▸ Page extract
“Venous reflux is an inherited disease,” said Dr. Paula Muto, a vascular surgeon who has offices in Lawrence and North Andover. “It’s something you’re born with. If your mom or dad or grandparent or sibling had vericose veins, or venous disease, or swollen legs, you have a pretty good chance of getting it.
“You might not know it, but you probably already have a little bit of it if you have a family history. Then over time — during pregnancy, weight gain, height — these are all factors that will make the disease come out.”
Muto has never treated Sanders, but says she’s the perfect spokeswoman to raise awareness for the disease.
“She’s a world-class athlete, an Olympian, and she has done everything right: She’s been fit, her calf muscle has been pumping,” Muto said. “Her legs are also spectacularly beautiful; she wasn’t looking to make her legs pretty, they were already pretty.
“Despite all the activity, despite being fit, despite being thin, blood was just going in the opposite direction. There’s reflux there, and when she’s treated, the pain goes away.”
Muto and Sanders both emphasize that if you are experiencing any leg soreness, if your legs feel swollen or restless, especially at night, if spider-like veins appear near the ankles, or if discoloration is evident, have a specialist take a look.

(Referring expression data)
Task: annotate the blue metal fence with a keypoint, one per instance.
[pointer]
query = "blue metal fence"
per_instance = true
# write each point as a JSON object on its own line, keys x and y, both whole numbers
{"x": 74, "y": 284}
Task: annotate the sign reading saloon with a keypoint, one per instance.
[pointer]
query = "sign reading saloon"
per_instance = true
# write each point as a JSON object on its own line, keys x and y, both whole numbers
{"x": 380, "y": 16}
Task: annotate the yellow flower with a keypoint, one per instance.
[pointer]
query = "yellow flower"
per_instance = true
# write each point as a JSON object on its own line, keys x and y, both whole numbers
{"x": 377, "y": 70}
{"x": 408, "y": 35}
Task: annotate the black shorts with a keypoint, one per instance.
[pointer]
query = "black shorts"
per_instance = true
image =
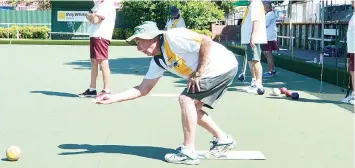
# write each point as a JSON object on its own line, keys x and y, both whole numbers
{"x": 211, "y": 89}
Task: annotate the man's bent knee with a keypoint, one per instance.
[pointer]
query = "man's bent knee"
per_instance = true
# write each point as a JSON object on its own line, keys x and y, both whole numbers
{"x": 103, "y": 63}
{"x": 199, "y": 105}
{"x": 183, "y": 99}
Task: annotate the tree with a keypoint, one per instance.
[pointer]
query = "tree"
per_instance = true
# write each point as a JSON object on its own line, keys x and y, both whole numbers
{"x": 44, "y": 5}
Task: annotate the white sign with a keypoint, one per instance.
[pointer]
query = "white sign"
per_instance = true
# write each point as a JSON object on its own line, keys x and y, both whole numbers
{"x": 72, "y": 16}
--
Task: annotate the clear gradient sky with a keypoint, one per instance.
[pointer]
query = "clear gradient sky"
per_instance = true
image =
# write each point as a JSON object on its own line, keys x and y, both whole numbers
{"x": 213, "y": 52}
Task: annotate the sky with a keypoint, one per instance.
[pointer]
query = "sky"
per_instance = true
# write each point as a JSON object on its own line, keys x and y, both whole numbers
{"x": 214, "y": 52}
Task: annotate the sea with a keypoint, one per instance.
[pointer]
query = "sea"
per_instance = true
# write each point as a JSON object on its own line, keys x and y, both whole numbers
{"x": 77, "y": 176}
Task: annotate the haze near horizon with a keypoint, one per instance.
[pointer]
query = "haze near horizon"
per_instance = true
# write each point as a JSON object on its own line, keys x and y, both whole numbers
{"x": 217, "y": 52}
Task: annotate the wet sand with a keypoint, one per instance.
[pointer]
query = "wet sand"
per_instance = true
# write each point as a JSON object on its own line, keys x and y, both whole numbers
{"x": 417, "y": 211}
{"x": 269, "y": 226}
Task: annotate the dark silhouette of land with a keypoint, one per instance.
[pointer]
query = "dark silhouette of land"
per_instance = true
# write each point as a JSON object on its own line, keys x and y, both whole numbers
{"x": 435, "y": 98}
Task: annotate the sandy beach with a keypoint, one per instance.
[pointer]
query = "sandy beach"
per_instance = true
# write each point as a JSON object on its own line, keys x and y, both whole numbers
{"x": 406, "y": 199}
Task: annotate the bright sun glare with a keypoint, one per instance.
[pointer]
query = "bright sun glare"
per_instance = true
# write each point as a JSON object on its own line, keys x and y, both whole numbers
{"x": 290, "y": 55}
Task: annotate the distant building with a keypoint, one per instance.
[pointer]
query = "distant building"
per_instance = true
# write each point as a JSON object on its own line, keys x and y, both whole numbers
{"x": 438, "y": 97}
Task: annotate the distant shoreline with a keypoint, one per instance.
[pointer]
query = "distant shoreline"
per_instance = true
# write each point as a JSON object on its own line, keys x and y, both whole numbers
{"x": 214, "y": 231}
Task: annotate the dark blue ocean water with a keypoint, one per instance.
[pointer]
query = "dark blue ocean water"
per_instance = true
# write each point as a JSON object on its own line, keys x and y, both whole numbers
==
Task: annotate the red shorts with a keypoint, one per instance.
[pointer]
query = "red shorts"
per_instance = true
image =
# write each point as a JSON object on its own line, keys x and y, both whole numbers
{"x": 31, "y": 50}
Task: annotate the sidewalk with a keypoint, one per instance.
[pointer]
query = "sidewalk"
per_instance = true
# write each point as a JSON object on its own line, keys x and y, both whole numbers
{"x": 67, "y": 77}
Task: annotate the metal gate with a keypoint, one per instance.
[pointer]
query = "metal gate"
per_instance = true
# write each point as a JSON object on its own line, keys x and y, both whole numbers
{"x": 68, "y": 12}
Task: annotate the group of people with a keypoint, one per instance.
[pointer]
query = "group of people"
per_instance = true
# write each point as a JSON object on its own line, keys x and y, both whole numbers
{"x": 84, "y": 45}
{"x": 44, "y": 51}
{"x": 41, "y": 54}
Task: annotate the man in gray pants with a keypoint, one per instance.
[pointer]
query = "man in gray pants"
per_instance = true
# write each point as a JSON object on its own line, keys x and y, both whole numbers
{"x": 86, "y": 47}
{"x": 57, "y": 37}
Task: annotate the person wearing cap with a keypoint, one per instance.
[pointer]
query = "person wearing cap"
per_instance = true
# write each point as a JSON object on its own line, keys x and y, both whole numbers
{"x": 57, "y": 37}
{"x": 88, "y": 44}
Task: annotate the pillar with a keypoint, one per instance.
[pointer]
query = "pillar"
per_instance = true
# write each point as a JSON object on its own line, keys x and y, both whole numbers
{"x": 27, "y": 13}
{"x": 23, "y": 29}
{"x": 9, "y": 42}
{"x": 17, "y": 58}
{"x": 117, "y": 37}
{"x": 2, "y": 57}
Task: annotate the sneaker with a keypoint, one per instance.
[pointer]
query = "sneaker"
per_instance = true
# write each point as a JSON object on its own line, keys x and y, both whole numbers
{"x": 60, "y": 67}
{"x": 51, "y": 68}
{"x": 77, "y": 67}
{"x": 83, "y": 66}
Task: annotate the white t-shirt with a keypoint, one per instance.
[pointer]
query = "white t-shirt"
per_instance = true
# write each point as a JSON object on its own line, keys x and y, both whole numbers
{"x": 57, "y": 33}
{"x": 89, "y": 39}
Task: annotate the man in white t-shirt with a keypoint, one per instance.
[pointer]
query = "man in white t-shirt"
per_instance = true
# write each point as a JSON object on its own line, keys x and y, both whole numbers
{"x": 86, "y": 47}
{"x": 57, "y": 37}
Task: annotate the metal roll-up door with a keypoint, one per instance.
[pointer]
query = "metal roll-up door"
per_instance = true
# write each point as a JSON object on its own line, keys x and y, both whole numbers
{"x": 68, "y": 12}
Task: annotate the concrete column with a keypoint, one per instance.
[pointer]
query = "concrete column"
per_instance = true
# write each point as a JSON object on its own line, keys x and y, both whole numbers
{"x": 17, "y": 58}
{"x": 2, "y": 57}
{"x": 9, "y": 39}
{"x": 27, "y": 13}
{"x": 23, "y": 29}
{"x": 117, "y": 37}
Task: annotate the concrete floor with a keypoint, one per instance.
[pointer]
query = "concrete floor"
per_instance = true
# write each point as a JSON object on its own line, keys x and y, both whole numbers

▸ Activity 1
List the factors that the text on venous reflux says will make the disease come out over time.
▸ Activity 2
Write out the part of the text on venous reflux between "Muto and Sanders" and "take a look.", inclusive.
The entries are not needed for anything here.

▸ Output 1
Pregnancy, weight gain, height

▸ Output 2
Muto and Sanders both emphasize that if you are experiencing any leg soreness, if your legs feel swollen or restless, especially at night, if spider-like veins appear near the ankles, or if discoloration is evident, have a specialist take a look.